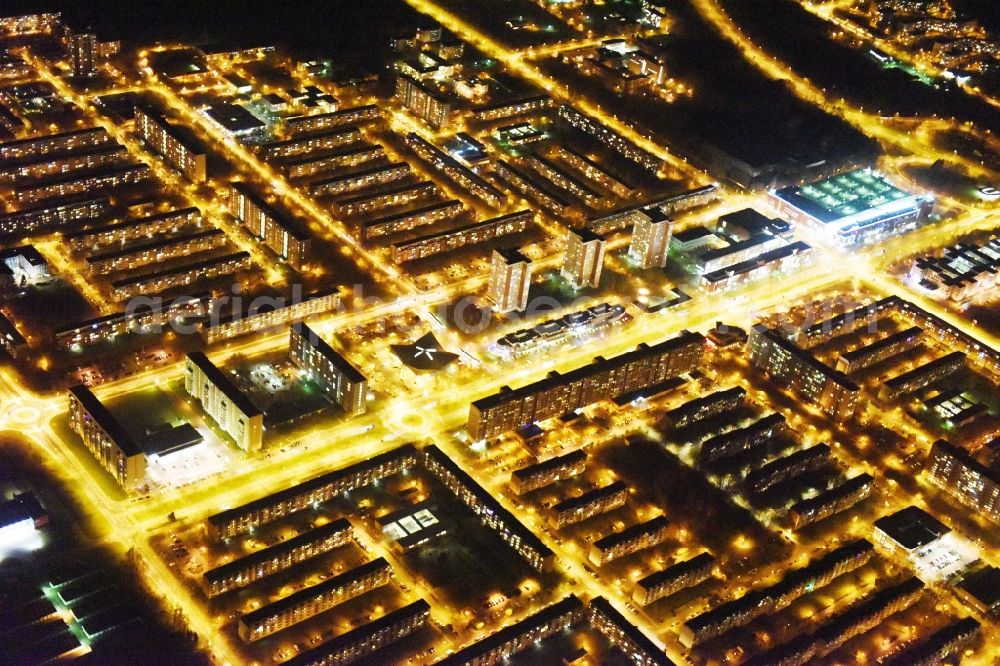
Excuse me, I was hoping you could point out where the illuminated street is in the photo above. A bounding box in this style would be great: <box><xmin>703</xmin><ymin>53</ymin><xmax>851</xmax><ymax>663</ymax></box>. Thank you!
<box><xmin>0</xmin><ymin>0</ymin><xmax>1000</xmax><ymax>666</ymax></box>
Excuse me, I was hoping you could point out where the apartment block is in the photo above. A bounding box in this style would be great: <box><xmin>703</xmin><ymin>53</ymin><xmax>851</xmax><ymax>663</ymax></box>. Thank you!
<box><xmin>510</xmin><ymin>449</ymin><xmax>587</xmax><ymax>495</ymax></box>
<box><xmin>288</xmin><ymin>321</ymin><xmax>368</xmax><ymax>416</ymax></box>
<box><xmin>184</xmin><ymin>352</ymin><xmax>264</xmax><ymax>453</ymax></box>
<box><xmin>467</xmin><ymin>331</ymin><xmax>705</xmax><ymax>440</ymax></box>
<box><xmin>549</xmin><ymin>481</ymin><xmax>628</xmax><ymax>529</ymax></box>
<box><xmin>587</xmin><ymin>516</ymin><xmax>670</xmax><ymax>567</ymax></box>
<box><xmin>202</xmin><ymin>518</ymin><xmax>354</xmax><ymax>597</ymax></box>
<box><xmin>239</xmin><ymin>557</ymin><xmax>392</xmax><ymax>643</ymax></box>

Work to complete: Could you reproduce all of the material above with "photo" replaced by "image" everywhere it occurs, changing nothing else and leaving out the pictures?

Output of the task:
Excuse me, I was hoping you could point out where the illuminated street is in the image above. A bounding box in this style would be great: <box><xmin>703</xmin><ymin>53</ymin><xmax>851</xmax><ymax>663</ymax></box>. Thank you!
<box><xmin>0</xmin><ymin>0</ymin><xmax>1000</xmax><ymax>666</ymax></box>
Excuse me, I was hoping you could point out where the apartment block is in the image above. A bounding box in this style would be great: <box><xmin>703</xmin><ymin>53</ymin><xmax>851</xmax><ymax>663</ymax></box>. Thank you!
<box><xmin>510</xmin><ymin>449</ymin><xmax>587</xmax><ymax>495</ymax></box>
<box><xmin>288</xmin><ymin>321</ymin><xmax>368</xmax><ymax>416</ymax></box>
<box><xmin>184</xmin><ymin>352</ymin><xmax>264</xmax><ymax>453</ymax></box>
<box><xmin>467</xmin><ymin>331</ymin><xmax>705</xmax><ymax>440</ymax></box>
<box><xmin>549</xmin><ymin>481</ymin><xmax>628</xmax><ymax>529</ymax></box>
<box><xmin>587</xmin><ymin>516</ymin><xmax>670</xmax><ymax>567</ymax></box>
<box><xmin>202</xmin><ymin>518</ymin><xmax>354</xmax><ymax>597</ymax></box>
<box><xmin>239</xmin><ymin>557</ymin><xmax>392</xmax><ymax>643</ymax></box>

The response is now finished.